Parmi les questions les plus intéressantes qui ont été posées dans ce congrès, il cite la singularité d'un monopole, débris du moyen âge, existant encore à Francfort-sur-Mein: c'est le privilége attaché, non pas à des corporations, non pas à des individus, mais à certaines maisons, de tenir tel ou tel commerce exclusivement.

La question des banques a été traitée avec talent; la solution est très-difficile dans un pays où il y a trente-huit États grands et petits, et, où il peut y avoir trente-huit banques d'État, et trente-huit espèces de billets de banque. - Peut-on donner en Allemagne l'unité comme en France? Ne vaut-il pas mieux donner la liberté entière?

Ne pourrait-on pas concilier l'unité du papier avec la liberté des banques, en ayant un type commun qui serait concédé proportionnellement au capital justifié, par une commission composée des délégués des banques elles-mêmes, des représentants des divers gouvernements et des députés des divers États?

Les discussions les plus vives, les plus passionnées ont eu lieu entre les partisans de la liberté du commerce et les partisans des droits protecteurs. Chaque parti est venu puissamment organisé. Ces discussions intéressaient au plus haut point la France, puisqu'elles devaient peser sur les négociations commencées à Berlin avec le Zolwerein.

**Lignes enregistrées**.
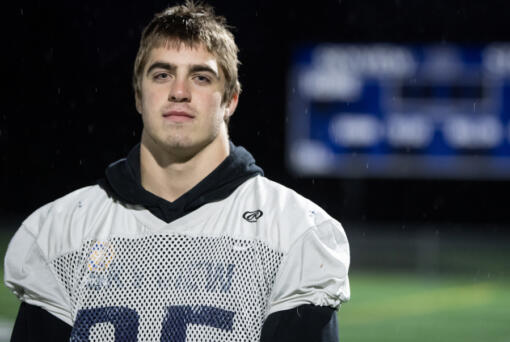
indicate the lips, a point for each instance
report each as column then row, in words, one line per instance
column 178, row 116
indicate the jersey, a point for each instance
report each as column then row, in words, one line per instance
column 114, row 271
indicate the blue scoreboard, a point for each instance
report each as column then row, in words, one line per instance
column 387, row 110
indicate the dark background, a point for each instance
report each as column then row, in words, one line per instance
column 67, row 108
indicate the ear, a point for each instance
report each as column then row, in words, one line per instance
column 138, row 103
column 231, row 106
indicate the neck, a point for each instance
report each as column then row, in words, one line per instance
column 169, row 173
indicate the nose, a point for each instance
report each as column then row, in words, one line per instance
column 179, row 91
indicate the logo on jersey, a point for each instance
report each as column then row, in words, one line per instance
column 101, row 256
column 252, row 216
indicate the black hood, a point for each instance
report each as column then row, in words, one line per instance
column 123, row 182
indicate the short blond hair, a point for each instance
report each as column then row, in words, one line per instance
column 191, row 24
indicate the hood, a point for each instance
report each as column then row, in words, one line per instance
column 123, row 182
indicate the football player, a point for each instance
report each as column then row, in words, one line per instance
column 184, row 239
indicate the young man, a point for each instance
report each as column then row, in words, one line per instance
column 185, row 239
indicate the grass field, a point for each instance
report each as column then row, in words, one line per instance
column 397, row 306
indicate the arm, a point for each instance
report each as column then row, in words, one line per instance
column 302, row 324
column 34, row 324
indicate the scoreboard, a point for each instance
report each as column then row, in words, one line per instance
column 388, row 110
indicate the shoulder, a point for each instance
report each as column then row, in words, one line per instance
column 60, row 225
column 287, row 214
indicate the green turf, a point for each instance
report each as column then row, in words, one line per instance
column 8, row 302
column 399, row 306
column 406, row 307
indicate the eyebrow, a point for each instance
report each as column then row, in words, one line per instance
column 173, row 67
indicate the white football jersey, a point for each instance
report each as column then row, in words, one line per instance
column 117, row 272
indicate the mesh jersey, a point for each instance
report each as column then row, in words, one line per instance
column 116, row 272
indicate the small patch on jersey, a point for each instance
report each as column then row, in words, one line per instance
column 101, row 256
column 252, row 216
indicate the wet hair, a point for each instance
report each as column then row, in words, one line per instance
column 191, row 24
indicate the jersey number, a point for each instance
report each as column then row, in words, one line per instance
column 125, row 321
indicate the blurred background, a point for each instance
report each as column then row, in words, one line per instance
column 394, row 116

**Travail à réaliser**.
1. Reproduisez fidèlement le passage de l'extrait consacré au congrès, en commençant par "Ne pourrait-on pas" et en poursuivant jusqu'à "avec le Zolwerein.".
2. Recopiez à l'identique les lignes des enregistrements, en commençant par la ligne qui contient "indicate the blue" et en allant jusqu'à la ligne qui contient "column 231, row 106", ces deux lignes incluses.

**Solutions**.
1.
Ne pourrait-on pas concilier l'unité du papier avec la liberté des banques, en ayant un type commun qui serait concédé proportionnellement au capital justifié, par une commission composée des délégués des banques elles-mêmes, des représentants des divers gouvernements et des députés des divers États?

Les discussions les plus vives, les plus passionnées ont eu lieu entre les partisans de la liberté du commerce et les partisans des droits protecteurs. Chaque parti est venu puissamment organisé. Ces discussions intéressaient au plus haut point la France, puisqu'elles devaient peser sur les négociations commencées à Berlin avec le Zolwerein.

2.
indicate the blue scoreboard, a point for each instance
report each as column then row, in words, one line per instance
column 387, row 110
indicate the dark background, a point for each instance
report each as column then row, in words, one line per instance
column 67, row 108
indicate the ear, a point for each instance
report each as column then row, in words, one line per instance
column 138, row 103
column 231, row 106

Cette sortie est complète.